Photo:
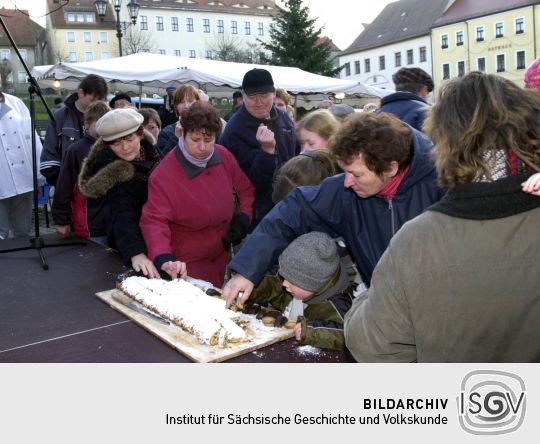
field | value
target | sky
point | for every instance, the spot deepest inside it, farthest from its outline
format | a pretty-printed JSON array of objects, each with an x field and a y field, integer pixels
[{"x": 342, "y": 19}]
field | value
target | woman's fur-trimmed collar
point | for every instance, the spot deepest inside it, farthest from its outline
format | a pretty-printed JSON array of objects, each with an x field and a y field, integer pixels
[
  {"x": 488, "y": 200},
  {"x": 95, "y": 183}
]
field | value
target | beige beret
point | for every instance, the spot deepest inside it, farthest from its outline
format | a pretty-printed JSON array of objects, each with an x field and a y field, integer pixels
[{"x": 118, "y": 123}]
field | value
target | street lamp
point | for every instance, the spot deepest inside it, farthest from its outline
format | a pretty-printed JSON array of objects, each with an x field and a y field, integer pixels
[{"x": 133, "y": 8}]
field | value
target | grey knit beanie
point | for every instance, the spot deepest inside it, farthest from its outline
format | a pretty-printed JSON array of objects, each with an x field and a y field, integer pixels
[{"x": 309, "y": 261}]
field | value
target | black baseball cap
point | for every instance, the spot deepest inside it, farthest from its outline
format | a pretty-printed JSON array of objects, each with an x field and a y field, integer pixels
[{"x": 257, "y": 81}]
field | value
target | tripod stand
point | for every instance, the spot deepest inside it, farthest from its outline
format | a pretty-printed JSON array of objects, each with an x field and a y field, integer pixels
[{"x": 36, "y": 243}]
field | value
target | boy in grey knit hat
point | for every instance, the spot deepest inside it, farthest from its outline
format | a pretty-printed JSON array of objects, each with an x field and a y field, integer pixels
[{"x": 312, "y": 289}]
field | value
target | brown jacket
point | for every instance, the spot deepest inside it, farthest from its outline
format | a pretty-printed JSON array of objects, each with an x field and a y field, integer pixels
[{"x": 459, "y": 283}]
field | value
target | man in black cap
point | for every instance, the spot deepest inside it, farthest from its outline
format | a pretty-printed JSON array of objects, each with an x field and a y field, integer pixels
[
  {"x": 409, "y": 103},
  {"x": 120, "y": 100},
  {"x": 261, "y": 137}
]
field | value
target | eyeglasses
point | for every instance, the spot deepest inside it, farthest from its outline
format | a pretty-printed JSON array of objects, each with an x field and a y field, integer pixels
[{"x": 129, "y": 138}]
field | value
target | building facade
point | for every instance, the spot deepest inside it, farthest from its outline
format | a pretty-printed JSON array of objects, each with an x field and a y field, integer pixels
[
  {"x": 201, "y": 28},
  {"x": 398, "y": 37},
  {"x": 76, "y": 34},
  {"x": 502, "y": 38},
  {"x": 31, "y": 42}
]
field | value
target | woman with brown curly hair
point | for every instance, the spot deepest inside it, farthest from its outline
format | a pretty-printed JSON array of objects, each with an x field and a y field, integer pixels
[
  {"x": 388, "y": 179},
  {"x": 460, "y": 282},
  {"x": 190, "y": 207}
]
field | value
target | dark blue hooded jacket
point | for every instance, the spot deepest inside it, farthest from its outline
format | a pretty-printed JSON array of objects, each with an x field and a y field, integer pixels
[
  {"x": 365, "y": 224},
  {"x": 239, "y": 138},
  {"x": 406, "y": 106}
]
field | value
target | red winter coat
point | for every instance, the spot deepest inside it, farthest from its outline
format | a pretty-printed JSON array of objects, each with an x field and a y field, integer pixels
[{"x": 189, "y": 210}]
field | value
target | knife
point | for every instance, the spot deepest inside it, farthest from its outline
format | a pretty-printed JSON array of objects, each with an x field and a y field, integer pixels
[{"x": 140, "y": 310}]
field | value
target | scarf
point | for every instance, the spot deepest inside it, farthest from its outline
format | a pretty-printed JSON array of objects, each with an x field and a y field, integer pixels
[
  {"x": 390, "y": 188},
  {"x": 201, "y": 163}
]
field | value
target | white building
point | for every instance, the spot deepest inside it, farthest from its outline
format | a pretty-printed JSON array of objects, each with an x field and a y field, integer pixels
[
  {"x": 195, "y": 28},
  {"x": 400, "y": 36}
]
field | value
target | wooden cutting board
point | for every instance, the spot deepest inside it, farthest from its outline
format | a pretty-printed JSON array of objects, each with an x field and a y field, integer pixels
[{"x": 187, "y": 344}]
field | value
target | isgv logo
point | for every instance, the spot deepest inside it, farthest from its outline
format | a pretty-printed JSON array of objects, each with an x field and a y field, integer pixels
[{"x": 491, "y": 402}]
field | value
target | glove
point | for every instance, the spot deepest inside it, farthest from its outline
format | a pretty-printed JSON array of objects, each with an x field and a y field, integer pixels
[{"x": 237, "y": 231}]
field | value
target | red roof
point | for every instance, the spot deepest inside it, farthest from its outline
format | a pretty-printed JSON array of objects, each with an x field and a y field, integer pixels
[{"x": 323, "y": 39}]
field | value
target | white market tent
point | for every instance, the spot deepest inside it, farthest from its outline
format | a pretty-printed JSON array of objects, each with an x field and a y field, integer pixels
[{"x": 155, "y": 72}]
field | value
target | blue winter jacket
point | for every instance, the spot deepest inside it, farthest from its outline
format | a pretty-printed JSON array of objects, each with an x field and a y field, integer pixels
[
  {"x": 365, "y": 224},
  {"x": 239, "y": 138},
  {"x": 406, "y": 106}
]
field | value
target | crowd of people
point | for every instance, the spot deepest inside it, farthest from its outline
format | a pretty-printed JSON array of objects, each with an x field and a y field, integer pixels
[{"x": 401, "y": 233}]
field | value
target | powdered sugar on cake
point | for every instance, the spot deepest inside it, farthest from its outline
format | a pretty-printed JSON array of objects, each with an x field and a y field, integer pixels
[{"x": 189, "y": 307}]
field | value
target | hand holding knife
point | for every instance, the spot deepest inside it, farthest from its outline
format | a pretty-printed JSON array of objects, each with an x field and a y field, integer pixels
[{"x": 175, "y": 269}]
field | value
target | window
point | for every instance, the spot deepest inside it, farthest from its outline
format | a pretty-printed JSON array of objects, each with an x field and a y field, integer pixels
[
  {"x": 461, "y": 68},
  {"x": 143, "y": 21},
  {"x": 501, "y": 65},
  {"x": 410, "y": 57},
  {"x": 397, "y": 59},
  {"x": 459, "y": 38},
  {"x": 479, "y": 33},
  {"x": 499, "y": 30},
  {"x": 481, "y": 64},
  {"x": 520, "y": 25},
  {"x": 446, "y": 71},
  {"x": 423, "y": 53},
  {"x": 444, "y": 41},
  {"x": 520, "y": 60}
]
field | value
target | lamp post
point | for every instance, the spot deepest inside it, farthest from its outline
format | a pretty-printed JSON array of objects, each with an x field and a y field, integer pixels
[{"x": 133, "y": 8}]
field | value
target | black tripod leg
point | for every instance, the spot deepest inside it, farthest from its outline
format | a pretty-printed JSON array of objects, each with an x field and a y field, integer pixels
[{"x": 38, "y": 244}]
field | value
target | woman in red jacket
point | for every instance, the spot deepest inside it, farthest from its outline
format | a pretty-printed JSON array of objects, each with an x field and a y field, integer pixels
[{"x": 189, "y": 216}]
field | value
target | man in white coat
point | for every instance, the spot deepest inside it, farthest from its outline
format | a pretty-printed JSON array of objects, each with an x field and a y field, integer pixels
[{"x": 16, "y": 183}]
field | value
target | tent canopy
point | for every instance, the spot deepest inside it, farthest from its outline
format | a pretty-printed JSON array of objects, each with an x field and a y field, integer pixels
[{"x": 156, "y": 72}]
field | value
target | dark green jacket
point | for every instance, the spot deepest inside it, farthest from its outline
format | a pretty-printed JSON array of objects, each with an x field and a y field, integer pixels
[{"x": 322, "y": 323}]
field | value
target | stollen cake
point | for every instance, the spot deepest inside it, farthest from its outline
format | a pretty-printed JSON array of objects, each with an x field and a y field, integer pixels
[{"x": 189, "y": 307}]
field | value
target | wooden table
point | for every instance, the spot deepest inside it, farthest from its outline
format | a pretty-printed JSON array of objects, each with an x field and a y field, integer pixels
[{"x": 54, "y": 316}]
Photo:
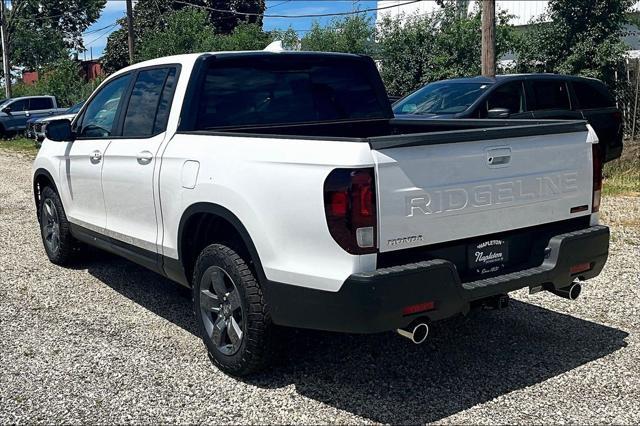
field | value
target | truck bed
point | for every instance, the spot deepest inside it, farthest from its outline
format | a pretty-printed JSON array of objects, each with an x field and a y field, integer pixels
[{"x": 384, "y": 133}]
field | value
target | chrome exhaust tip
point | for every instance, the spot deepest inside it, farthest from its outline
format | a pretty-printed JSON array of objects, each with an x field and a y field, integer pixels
[
  {"x": 417, "y": 333},
  {"x": 572, "y": 292}
]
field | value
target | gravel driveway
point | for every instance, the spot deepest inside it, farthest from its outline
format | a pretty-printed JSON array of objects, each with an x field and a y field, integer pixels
[{"x": 109, "y": 342}]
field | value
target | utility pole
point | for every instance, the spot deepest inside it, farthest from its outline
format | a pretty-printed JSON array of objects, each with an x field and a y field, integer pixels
[
  {"x": 130, "y": 29},
  {"x": 488, "y": 38},
  {"x": 5, "y": 52}
]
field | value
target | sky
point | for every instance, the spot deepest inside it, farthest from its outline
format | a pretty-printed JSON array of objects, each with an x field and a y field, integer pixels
[{"x": 95, "y": 38}]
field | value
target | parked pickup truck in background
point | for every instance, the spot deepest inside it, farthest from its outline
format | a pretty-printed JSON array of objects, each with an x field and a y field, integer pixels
[
  {"x": 15, "y": 112},
  {"x": 281, "y": 189},
  {"x": 540, "y": 96}
]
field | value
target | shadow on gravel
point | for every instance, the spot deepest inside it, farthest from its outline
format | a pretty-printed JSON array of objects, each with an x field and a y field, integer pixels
[{"x": 385, "y": 378}]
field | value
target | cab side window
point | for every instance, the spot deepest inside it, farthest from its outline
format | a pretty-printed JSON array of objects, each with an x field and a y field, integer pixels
[
  {"x": 509, "y": 95},
  {"x": 592, "y": 95},
  {"x": 99, "y": 117},
  {"x": 20, "y": 105},
  {"x": 550, "y": 94},
  {"x": 148, "y": 107}
]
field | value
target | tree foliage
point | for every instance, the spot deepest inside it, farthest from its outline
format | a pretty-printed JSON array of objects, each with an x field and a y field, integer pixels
[
  {"x": 353, "y": 34},
  {"x": 189, "y": 30},
  {"x": 415, "y": 50},
  {"x": 152, "y": 18},
  {"x": 576, "y": 37},
  {"x": 61, "y": 79},
  {"x": 225, "y": 23},
  {"x": 41, "y": 31}
]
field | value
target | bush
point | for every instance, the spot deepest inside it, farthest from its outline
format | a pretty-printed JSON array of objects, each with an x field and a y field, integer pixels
[
  {"x": 418, "y": 49},
  {"x": 62, "y": 80}
]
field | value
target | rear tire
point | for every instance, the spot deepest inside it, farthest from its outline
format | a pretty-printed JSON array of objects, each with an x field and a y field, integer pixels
[
  {"x": 232, "y": 314},
  {"x": 59, "y": 244}
]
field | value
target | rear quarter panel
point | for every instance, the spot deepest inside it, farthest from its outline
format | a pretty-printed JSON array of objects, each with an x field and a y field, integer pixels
[{"x": 275, "y": 188}]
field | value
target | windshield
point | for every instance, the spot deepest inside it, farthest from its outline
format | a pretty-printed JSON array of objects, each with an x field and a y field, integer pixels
[
  {"x": 441, "y": 98},
  {"x": 75, "y": 108}
]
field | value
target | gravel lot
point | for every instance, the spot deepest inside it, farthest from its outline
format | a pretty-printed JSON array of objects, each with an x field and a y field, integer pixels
[{"x": 109, "y": 342}]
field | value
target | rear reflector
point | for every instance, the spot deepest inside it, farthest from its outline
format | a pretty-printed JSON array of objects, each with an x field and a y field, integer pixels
[
  {"x": 580, "y": 267},
  {"x": 420, "y": 307}
]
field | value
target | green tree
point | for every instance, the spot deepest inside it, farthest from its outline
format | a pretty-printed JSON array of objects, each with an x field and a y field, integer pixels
[
  {"x": 417, "y": 49},
  {"x": 41, "y": 31},
  {"x": 63, "y": 80},
  {"x": 186, "y": 31},
  {"x": 152, "y": 17},
  {"x": 352, "y": 34},
  {"x": 576, "y": 37},
  {"x": 225, "y": 23}
]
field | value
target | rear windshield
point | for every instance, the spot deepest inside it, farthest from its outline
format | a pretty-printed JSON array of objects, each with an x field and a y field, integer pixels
[
  {"x": 287, "y": 89},
  {"x": 441, "y": 98},
  {"x": 592, "y": 94}
]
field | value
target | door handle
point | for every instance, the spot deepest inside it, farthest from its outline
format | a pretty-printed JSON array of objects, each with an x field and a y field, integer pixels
[
  {"x": 95, "y": 157},
  {"x": 145, "y": 157}
]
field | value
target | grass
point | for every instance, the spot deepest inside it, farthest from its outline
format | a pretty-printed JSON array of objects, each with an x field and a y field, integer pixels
[
  {"x": 622, "y": 176},
  {"x": 19, "y": 144}
]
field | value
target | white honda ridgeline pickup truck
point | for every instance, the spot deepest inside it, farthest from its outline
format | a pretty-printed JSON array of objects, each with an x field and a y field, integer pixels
[{"x": 279, "y": 187}]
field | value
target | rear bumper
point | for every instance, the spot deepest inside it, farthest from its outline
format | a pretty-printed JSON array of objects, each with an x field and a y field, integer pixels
[{"x": 373, "y": 302}]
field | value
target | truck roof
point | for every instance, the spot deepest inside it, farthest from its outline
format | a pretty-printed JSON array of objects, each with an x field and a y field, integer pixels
[{"x": 190, "y": 58}]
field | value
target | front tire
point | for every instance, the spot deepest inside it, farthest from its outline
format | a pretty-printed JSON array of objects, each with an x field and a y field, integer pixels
[
  {"x": 231, "y": 311},
  {"x": 58, "y": 242}
]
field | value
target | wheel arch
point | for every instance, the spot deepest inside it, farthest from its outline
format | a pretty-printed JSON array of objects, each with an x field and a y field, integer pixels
[
  {"x": 193, "y": 218},
  {"x": 42, "y": 178}
]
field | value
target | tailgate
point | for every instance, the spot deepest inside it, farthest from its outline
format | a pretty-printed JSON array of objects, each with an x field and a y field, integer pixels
[{"x": 431, "y": 192}]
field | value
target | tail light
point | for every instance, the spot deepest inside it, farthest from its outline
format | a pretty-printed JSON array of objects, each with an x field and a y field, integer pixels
[
  {"x": 597, "y": 178},
  {"x": 350, "y": 208}
]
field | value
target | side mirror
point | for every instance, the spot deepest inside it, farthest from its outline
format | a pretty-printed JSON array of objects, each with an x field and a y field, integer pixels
[
  {"x": 59, "y": 131},
  {"x": 498, "y": 113}
]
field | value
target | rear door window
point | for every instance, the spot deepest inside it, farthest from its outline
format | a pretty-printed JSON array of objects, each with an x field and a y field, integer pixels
[
  {"x": 266, "y": 91},
  {"x": 509, "y": 95},
  {"x": 20, "y": 105},
  {"x": 549, "y": 94},
  {"x": 98, "y": 120},
  {"x": 591, "y": 95},
  {"x": 148, "y": 105}
]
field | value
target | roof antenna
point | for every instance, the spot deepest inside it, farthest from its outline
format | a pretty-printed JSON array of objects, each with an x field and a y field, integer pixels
[{"x": 275, "y": 46}]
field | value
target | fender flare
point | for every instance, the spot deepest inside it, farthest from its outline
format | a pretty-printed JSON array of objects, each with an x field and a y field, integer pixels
[
  {"x": 224, "y": 213},
  {"x": 38, "y": 173}
]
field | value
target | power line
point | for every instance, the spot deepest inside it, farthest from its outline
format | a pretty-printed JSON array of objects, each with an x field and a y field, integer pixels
[
  {"x": 278, "y": 4},
  {"x": 99, "y": 29},
  {"x": 312, "y": 15}
]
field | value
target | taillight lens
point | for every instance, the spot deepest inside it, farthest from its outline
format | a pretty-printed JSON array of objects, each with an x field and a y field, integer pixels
[
  {"x": 597, "y": 178},
  {"x": 350, "y": 208}
]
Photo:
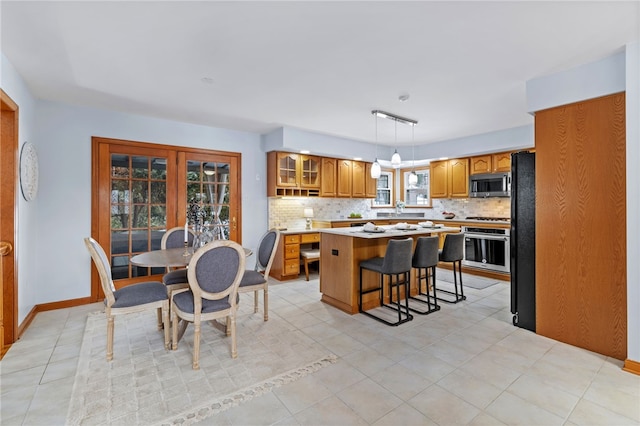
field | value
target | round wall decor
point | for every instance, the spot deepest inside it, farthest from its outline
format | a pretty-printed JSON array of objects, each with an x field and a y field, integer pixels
[{"x": 28, "y": 171}]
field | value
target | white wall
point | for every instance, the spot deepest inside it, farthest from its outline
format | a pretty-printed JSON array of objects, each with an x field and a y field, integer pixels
[
  {"x": 614, "y": 74},
  {"x": 65, "y": 135},
  {"x": 27, "y": 216},
  {"x": 633, "y": 199}
]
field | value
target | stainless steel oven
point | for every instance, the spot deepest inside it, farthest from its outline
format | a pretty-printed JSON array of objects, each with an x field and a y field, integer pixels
[{"x": 487, "y": 248}]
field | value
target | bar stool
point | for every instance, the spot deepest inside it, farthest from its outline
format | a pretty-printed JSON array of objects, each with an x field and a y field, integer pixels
[
  {"x": 309, "y": 256},
  {"x": 396, "y": 263},
  {"x": 425, "y": 260},
  {"x": 453, "y": 251}
]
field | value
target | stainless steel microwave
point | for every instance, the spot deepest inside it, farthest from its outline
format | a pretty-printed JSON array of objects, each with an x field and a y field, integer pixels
[{"x": 486, "y": 185}]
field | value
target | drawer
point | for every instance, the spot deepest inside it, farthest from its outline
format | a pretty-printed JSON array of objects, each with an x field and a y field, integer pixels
[
  {"x": 292, "y": 267},
  {"x": 310, "y": 238},
  {"x": 292, "y": 251},
  {"x": 292, "y": 239}
]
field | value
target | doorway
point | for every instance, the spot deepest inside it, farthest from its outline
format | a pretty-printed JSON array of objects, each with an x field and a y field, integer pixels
[{"x": 8, "y": 205}]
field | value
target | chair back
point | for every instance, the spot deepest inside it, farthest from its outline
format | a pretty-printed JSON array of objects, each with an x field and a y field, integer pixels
[
  {"x": 453, "y": 248},
  {"x": 174, "y": 238},
  {"x": 425, "y": 254},
  {"x": 266, "y": 251},
  {"x": 104, "y": 268},
  {"x": 215, "y": 271},
  {"x": 397, "y": 257}
]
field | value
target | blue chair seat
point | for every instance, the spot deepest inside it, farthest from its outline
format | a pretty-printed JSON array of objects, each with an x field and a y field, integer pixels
[{"x": 139, "y": 294}]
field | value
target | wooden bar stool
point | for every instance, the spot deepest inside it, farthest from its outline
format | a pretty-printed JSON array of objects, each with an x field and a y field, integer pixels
[
  {"x": 309, "y": 256},
  {"x": 425, "y": 260},
  {"x": 396, "y": 264},
  {"x": 453, "y": 251}
]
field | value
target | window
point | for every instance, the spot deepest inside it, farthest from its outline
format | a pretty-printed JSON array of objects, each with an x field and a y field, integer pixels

EXERCISE OBJECTIVE: Only lines with the string "rear" are wanted; please find each one in the listing and copy it.

ANSWER TO THIS PROBLEM:
target | rear tire
target | rear quarter panel
target | rear reflector
target | rear windshield
target | rear bumper
target | rear door window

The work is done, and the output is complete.